(DOCUMENT SECTION)
#####
So a bit of good news. When I built the unit, it was missing a hinge for the firebox vent door. Landmann ended up sending me the entire door assembly, which I received last night. So now I can use the extra vent and add it above the current vent as Dave suggested.


----------



## cliffcarter (Nov 5, 2016)

Kaveman42 said:


> I have a Landmann vertical offset smoker and I cannot get the temp above 300. I'm using the Maverick 733, so I know its not the thermometer. I used a full weber chimney in the firebox and another full chimney after 20-30mins, the CC has not passed 300. I'm doing my first burn in for the new smoker so I was hoping to get to around 350. Do I need more charcoal? Forgot to add that I'm using Royal Oak Lump Hardwood.





Wade said:


> From the photos the vent between your firebox and cooking chamber seems to be a good size and the size of the air intake vents look fine too. Not wishing to disagree with previous posters, but I think that drilling more holes in the firebox is a fairly drastic measure and should only be a last resort.
> 
> I think it is more likely that your firebox is just not producing enough heat - rather than it being an air flow problem through the unit. As Brian commented, is your firebox raised above the bottom to allow good air flow under and around your coals and to allow the ash to fall? Lumpwood will produce a fair amount of ash and it may just be this that is choking the burn preventing sufficient air getting to the charcoal to produce the heat that you need. It has been suggested that you try splits - which will probably help, but you would also benefit from laying these on top of a bed of good quality briquettes as these will burn hotter for longer than the lumpwood. I would suggest that you try making tweaks to your fuel before you start drilling any holes.


I agree with Wade, adding another vent should be done as a last resort. Since your firebox has a door at the intake, you can crack that door open to get more air to the fire.

Now that you have posted pics of your fire box I am more convinced than before that you are not using enough charcoal in the fire basket. I recommend that you fill the basket 2/3 full of unlit lump charcoal and then start the fire by pouring 2 chimneys of fully lit Royal Oak lump on top of it. Leave the air intake door wide open, watch the temp in the cook chamber, when it gets to the 280°-300° range, close the door but leave the intake wide open. Then as the temp climbs higher close the intake completely to see how the temp reacts, if it starts dropping open the vent to half to see if it climbs again. Conversely, if the temp keeps climbing after you have closed the door and vent, watch it until it settles in to a steady temp, then you will have an Idea as to how the pit performs when you start it using this method which will give you a better idea about how much fuel to use when starting the fire. Your pit has a lot of mass to heat, IMHO you need more fuel to start, pure and simple.


----------



## wade (Nov 5, 2016)

DaveOmak said:


> From looking at the pictures, I think your charcoal basket, when full of briquettes, is preventing air from flowing through the FB to the CC...   basically plugging up the grate....
#####
(AIM)
Write the next part of the forum thread on the Landmann smoker's low temperatures, picking up after its last sentence. The material that comes next is from a separate source and has no connection to the smoker thread.

(DATA LISTING)
#####
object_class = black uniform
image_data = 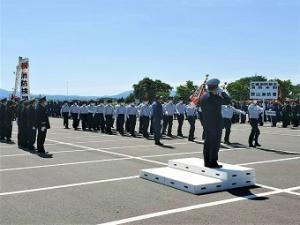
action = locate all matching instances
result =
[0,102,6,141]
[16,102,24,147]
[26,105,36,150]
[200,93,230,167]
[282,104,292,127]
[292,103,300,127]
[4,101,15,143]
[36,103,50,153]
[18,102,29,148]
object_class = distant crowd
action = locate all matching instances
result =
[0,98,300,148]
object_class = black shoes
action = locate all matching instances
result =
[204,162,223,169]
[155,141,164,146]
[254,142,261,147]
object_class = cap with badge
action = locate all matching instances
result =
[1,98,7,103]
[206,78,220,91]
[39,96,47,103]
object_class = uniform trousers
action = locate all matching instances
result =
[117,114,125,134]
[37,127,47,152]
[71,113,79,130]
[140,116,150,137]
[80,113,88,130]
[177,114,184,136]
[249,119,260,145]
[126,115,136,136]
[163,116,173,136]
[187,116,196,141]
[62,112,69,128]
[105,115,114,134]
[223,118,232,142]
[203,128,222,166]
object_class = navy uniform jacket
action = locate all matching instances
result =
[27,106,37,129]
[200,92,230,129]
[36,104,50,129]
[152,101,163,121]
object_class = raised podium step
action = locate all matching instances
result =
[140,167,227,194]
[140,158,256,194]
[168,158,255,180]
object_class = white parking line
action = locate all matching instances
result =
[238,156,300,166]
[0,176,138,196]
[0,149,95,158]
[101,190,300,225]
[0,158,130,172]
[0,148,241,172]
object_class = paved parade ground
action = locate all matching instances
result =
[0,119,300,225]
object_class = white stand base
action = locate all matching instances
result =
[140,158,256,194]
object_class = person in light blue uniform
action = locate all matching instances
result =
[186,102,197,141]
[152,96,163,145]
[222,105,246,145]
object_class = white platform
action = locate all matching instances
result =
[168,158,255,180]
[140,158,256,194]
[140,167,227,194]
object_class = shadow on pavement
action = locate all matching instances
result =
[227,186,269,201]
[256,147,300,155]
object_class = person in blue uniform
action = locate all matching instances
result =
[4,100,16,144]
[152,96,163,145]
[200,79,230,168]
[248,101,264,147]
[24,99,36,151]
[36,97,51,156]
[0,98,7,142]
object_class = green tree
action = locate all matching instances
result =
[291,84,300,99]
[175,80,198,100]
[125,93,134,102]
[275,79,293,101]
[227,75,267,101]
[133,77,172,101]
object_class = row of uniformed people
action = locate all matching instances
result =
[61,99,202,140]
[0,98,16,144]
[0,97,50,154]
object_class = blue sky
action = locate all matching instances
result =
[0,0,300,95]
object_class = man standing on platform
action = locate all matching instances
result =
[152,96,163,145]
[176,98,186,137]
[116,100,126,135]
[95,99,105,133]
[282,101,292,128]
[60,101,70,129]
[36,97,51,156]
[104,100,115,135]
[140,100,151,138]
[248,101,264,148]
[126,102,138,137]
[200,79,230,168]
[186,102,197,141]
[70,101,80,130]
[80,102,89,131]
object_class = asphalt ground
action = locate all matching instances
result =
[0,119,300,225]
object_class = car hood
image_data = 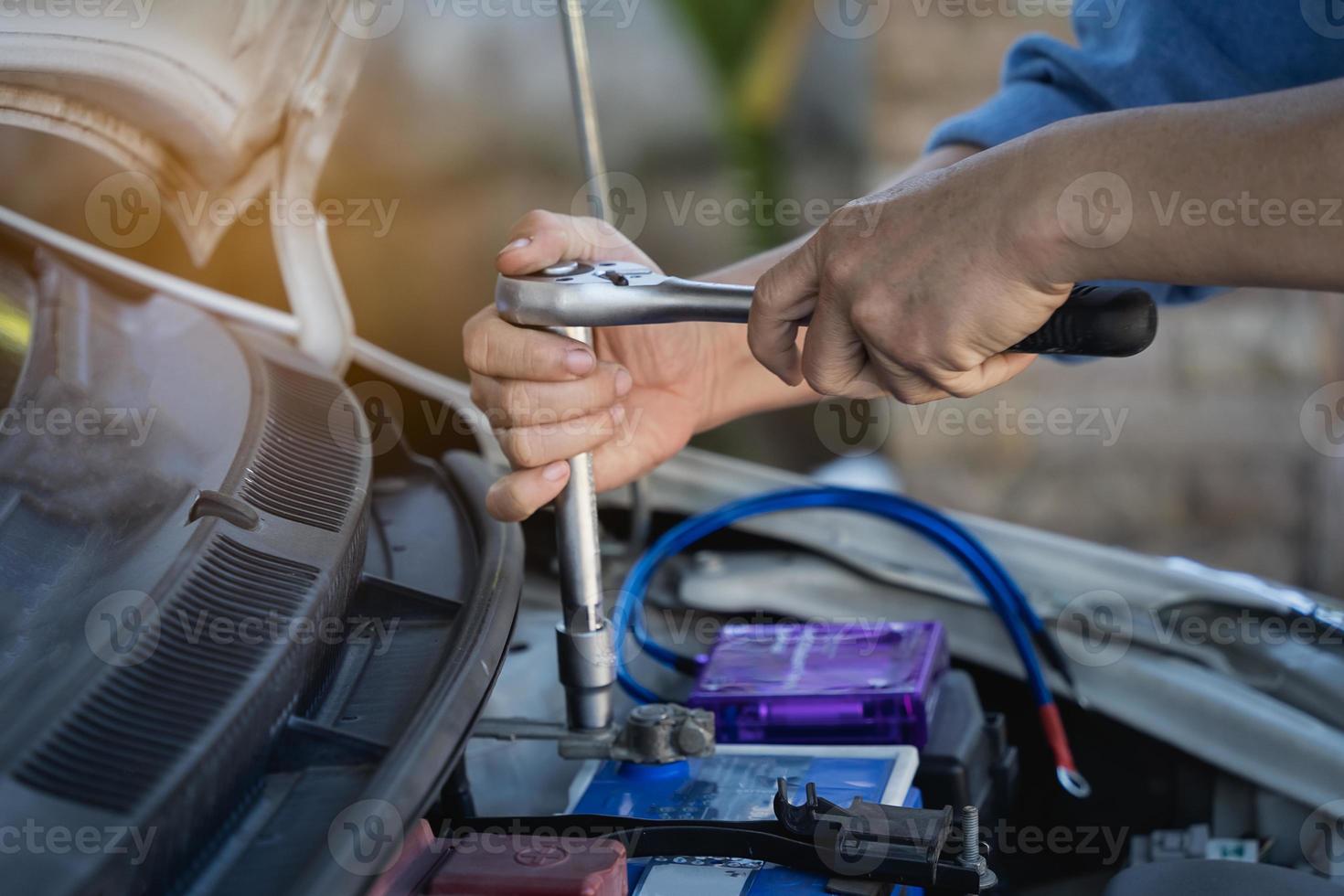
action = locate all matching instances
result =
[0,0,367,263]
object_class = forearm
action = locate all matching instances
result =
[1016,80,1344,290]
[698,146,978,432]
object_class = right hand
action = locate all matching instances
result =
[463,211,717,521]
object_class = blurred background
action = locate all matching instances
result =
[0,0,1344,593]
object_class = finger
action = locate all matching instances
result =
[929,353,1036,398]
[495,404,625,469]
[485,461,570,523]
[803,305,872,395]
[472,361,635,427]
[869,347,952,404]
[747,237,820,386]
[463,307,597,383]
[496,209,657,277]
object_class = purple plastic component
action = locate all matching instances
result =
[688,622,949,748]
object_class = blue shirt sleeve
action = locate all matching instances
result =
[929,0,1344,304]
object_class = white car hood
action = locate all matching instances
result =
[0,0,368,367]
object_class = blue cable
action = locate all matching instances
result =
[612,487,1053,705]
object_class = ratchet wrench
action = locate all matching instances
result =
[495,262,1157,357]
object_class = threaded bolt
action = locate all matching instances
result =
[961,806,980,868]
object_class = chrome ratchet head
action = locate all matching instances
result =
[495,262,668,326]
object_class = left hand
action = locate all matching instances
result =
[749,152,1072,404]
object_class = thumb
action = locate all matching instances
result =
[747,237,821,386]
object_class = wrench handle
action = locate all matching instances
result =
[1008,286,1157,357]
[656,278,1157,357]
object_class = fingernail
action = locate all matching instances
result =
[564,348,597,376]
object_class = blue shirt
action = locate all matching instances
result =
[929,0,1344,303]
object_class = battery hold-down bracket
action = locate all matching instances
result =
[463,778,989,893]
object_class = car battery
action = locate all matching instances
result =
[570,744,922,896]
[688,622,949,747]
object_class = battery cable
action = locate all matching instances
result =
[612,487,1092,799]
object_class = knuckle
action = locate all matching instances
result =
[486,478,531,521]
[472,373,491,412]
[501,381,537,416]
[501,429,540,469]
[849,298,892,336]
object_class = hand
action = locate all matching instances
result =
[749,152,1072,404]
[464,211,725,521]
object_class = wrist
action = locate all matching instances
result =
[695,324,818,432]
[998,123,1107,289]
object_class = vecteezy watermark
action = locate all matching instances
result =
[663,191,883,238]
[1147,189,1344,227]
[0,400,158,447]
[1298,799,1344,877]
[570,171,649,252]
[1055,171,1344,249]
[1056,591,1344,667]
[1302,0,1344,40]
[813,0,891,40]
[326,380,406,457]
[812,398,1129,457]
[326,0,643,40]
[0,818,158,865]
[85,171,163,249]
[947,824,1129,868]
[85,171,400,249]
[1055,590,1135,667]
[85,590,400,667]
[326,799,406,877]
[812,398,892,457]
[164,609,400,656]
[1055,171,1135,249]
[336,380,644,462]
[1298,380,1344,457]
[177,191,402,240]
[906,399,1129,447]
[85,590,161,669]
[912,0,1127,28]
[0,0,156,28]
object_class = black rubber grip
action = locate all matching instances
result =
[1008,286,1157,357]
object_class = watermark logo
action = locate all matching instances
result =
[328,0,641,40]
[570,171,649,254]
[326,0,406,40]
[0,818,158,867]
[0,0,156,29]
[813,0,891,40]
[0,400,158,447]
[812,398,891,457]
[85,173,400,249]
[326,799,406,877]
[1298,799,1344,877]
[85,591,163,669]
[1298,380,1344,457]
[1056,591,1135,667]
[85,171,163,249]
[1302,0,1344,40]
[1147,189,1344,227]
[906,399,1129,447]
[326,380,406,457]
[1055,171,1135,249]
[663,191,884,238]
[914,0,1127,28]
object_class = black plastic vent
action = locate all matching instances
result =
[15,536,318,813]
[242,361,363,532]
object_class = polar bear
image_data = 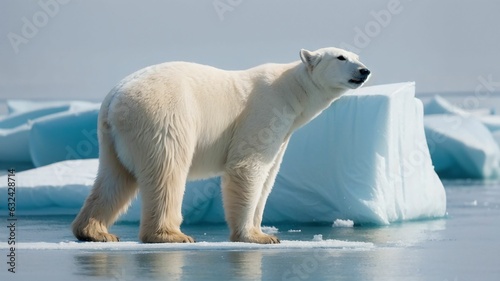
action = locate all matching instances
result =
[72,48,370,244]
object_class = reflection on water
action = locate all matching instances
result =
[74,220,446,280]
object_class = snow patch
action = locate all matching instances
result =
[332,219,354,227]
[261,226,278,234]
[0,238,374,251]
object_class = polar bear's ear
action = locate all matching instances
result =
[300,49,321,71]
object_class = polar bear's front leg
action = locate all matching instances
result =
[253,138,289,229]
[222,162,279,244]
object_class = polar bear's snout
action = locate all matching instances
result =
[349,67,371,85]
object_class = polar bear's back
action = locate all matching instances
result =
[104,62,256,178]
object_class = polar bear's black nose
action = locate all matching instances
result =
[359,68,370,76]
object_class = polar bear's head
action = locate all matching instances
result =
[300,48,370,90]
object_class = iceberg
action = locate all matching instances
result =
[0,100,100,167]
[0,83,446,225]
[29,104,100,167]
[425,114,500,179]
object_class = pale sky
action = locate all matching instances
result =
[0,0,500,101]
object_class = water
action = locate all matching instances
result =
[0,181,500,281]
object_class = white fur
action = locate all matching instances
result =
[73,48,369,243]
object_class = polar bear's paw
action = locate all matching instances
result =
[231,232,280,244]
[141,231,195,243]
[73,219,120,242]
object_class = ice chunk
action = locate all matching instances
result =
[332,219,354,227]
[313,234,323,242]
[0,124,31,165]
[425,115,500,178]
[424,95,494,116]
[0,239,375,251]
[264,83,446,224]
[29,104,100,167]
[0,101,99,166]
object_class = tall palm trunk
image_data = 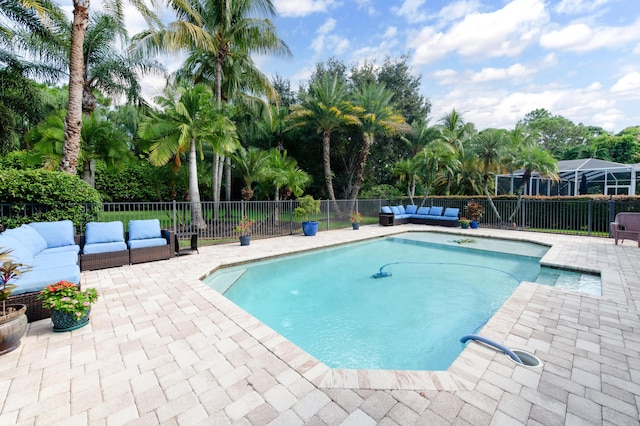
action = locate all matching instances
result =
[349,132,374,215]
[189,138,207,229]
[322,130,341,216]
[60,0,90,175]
#####
(TASK ANSWER)
> 
> Fire control....  When you have a fire going, the temp of the briquettes is probably 1500 degree F..   The upper air inlet will move that heat into the CC...    You will need more fuel than I can see in the FB in those pictures...  There is a lot of thermal mass in your smoker that requires a good amount of BTU's to get up to temp....


Dave - Kaveman said he was using a full chimney of Royal Oak Lump Hardwood (which would burn significantly cooler than briquettes) and from the photo it looks as if what we are seeing is what was left after the burn. A single chimney of lumpwood is not a lot in a smoker of that size and would certainly not over fill the coal basket to a point where it was likely to restrict the air flow.

I am not sure how drilling a hole above the air intake would improve the heat distribution in this case - but you probably have a better understanding of the physics here than me. I would still strongly urge him to try maximising the heat output in his fire basket before he starts to surgically alter the smoker itself.


----------



## daveomak (Nov 5, 2016)

Let us know what your results are.....  Dave


----------



## kaveman42 (Nov 5, 2016)

I'll give the briquettes a shot since it's the easiest option. Probably won't smoke until next weekend, so my response may take a while.


----------



## kaveman42 (Jan 6, 2017)

I finally got around to smoking again around Xmas and this time I tried the Kingsford professional briquettes. With a full basket of charcoal I was able to exceed 300 degrees. Looks like charcoal briquettes do burn hotter like you guys mentioned, however I think lump is easier to manage. The briquettes kept getting too hot for the temp I needed. I also made a DIY stoker that makes it easier to manage the temp.


----------



## smokeymose (Jan 6, 2017)

You don't need 300 degrees to break in a smoker. All you need to do is burn off the oils or whatever from manufacturing & shipping. The smoke from a hot fire should "season" it.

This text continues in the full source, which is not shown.